** Start EXTRACTED RECORDS **

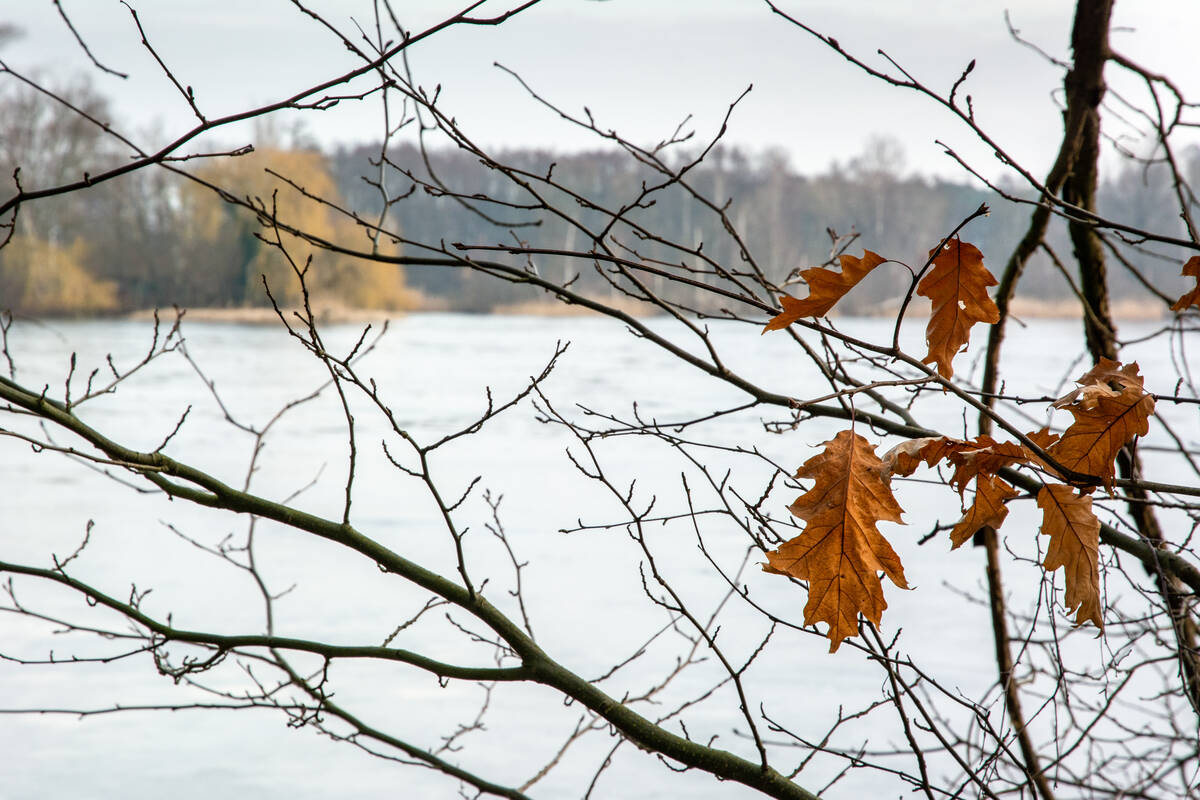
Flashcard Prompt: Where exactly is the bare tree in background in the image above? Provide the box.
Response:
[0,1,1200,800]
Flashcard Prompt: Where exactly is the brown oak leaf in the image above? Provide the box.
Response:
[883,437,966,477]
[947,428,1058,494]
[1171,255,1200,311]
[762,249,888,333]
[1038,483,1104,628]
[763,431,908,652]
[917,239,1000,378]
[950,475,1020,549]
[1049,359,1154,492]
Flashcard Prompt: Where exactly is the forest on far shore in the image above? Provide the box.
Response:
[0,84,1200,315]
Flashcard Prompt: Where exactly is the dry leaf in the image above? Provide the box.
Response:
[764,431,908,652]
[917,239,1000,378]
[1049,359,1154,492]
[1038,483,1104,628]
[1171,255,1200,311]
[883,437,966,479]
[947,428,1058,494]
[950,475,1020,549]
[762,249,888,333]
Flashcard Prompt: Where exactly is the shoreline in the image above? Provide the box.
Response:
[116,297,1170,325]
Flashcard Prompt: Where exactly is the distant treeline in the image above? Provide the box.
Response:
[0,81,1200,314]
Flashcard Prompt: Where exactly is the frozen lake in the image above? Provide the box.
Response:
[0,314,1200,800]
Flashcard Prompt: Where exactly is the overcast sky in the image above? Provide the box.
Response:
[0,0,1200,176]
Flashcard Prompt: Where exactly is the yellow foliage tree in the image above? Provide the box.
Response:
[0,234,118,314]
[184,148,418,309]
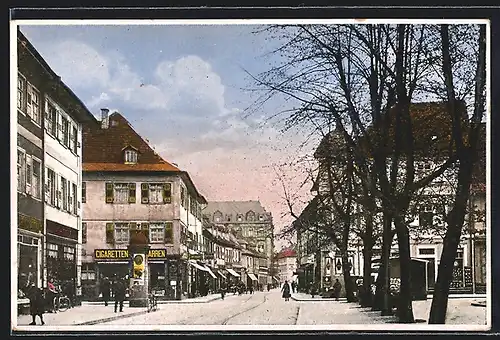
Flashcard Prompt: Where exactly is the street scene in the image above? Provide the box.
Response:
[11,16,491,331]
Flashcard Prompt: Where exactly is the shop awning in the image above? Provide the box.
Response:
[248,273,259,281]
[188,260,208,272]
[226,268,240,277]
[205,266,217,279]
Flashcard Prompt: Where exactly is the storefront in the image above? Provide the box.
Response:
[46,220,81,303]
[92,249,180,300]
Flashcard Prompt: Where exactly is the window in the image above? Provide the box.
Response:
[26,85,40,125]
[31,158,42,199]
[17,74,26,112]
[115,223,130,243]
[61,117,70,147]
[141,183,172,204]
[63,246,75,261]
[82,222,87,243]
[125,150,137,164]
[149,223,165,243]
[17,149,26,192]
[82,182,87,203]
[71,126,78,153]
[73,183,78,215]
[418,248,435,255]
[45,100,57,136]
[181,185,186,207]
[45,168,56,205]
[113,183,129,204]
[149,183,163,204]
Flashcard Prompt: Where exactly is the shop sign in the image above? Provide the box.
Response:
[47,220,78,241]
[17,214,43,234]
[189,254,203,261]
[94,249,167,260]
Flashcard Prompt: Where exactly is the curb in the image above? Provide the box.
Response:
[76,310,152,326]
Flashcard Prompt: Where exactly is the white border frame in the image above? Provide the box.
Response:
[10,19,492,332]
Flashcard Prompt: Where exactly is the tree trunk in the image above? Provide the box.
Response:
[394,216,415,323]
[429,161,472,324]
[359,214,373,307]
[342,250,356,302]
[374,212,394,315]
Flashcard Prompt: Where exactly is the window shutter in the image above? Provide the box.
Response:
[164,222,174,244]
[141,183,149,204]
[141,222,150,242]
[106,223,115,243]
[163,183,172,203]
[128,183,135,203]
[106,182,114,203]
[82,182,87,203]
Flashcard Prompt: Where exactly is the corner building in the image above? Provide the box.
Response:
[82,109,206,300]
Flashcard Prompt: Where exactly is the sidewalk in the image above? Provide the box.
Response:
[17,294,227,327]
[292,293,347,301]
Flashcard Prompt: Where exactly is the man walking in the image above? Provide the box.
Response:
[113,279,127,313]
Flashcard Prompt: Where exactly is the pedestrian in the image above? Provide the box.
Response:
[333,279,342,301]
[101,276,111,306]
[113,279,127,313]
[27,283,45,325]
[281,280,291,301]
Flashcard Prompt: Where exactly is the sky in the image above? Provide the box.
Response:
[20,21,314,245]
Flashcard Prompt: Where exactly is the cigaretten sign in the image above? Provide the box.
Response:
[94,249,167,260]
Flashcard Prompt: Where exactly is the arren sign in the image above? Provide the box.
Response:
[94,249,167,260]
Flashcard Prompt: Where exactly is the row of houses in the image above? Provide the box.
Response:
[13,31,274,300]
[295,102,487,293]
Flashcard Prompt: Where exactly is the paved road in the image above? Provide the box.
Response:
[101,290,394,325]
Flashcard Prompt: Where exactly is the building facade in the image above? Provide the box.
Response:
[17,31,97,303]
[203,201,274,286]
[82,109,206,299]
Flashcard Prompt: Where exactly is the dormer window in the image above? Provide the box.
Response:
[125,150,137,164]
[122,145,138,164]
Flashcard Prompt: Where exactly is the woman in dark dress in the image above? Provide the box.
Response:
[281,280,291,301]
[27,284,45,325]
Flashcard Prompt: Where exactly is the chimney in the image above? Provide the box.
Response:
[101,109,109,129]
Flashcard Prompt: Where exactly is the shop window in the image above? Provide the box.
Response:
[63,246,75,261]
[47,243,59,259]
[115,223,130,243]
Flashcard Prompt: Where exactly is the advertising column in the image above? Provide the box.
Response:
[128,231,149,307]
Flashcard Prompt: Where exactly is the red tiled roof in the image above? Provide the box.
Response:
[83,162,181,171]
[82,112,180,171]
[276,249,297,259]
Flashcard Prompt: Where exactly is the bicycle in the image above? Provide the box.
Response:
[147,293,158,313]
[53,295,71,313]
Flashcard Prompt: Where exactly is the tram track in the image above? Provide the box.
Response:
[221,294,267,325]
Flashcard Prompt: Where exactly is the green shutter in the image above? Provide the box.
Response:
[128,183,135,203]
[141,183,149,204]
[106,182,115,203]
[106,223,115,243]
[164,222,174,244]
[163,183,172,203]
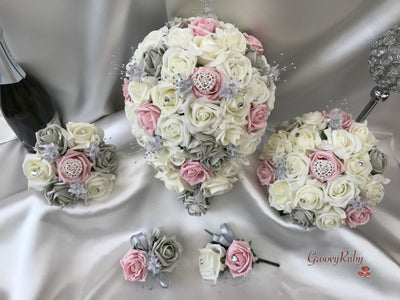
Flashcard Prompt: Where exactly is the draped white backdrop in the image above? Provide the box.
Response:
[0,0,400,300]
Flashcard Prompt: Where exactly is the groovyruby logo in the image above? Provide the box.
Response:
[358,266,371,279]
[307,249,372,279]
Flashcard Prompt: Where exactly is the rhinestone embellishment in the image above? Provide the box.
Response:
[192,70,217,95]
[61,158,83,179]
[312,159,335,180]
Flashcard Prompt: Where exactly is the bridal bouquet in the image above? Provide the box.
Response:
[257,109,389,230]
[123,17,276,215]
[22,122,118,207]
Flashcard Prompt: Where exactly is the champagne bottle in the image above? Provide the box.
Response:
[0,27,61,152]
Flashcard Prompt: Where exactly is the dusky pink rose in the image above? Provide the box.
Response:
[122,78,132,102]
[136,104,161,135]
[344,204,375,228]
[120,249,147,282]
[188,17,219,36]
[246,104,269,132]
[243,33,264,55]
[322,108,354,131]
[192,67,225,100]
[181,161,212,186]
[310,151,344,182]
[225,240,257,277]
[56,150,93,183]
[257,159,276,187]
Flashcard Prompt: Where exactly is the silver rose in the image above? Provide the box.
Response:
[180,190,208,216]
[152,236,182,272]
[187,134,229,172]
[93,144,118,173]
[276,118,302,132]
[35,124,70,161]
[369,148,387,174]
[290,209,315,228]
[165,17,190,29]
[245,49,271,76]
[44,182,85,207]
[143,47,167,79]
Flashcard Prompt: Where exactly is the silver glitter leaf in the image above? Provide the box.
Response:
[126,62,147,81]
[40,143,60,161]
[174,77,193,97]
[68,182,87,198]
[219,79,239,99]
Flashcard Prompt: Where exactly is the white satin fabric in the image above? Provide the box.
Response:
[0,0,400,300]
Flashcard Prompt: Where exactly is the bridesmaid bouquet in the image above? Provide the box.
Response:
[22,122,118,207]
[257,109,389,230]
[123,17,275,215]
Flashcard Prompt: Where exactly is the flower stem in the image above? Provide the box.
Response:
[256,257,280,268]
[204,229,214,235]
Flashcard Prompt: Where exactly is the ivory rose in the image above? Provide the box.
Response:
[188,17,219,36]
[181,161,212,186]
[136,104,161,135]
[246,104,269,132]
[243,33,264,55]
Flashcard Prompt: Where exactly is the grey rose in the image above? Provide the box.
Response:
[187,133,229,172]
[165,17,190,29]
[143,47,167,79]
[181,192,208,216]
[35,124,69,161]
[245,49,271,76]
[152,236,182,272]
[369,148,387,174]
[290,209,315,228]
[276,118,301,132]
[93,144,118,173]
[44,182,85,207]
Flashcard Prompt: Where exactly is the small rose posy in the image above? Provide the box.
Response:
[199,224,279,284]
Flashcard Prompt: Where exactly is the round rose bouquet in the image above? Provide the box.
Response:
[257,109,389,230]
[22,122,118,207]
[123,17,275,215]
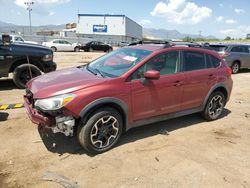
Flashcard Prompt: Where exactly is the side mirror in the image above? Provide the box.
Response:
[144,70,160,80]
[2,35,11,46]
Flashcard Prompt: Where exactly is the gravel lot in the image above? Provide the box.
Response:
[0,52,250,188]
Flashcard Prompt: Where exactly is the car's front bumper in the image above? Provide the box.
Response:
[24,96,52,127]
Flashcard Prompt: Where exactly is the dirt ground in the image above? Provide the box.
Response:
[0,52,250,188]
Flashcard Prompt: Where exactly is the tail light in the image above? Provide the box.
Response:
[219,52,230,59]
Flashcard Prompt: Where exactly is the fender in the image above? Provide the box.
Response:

** End EXTRACTED RECORDS **

• [WHAT YOU WILL DO]
Extract every line above that contains the word "rose" and copy each one in full.

• [TASK RESPONSE]
Flashcard Prompt: Where exactly is the dusky pink rose in the image above? Provide the box.
Flashcard Prompt: Where exactly is the silver rose in the image above? Provide the box.
Flashcard Prompt: Where exactly is the ivory rose in the image above? Provide the box.
Flashcard Prompt: Where exactly is the grey rose in the image above? Provide the box.
Flashcard Prompt: Where exactly is the small rose posy in the image above? Provide the box.
Flashcard Prompt: Where exactly is the round rose bouquet in the image above? Provide the box.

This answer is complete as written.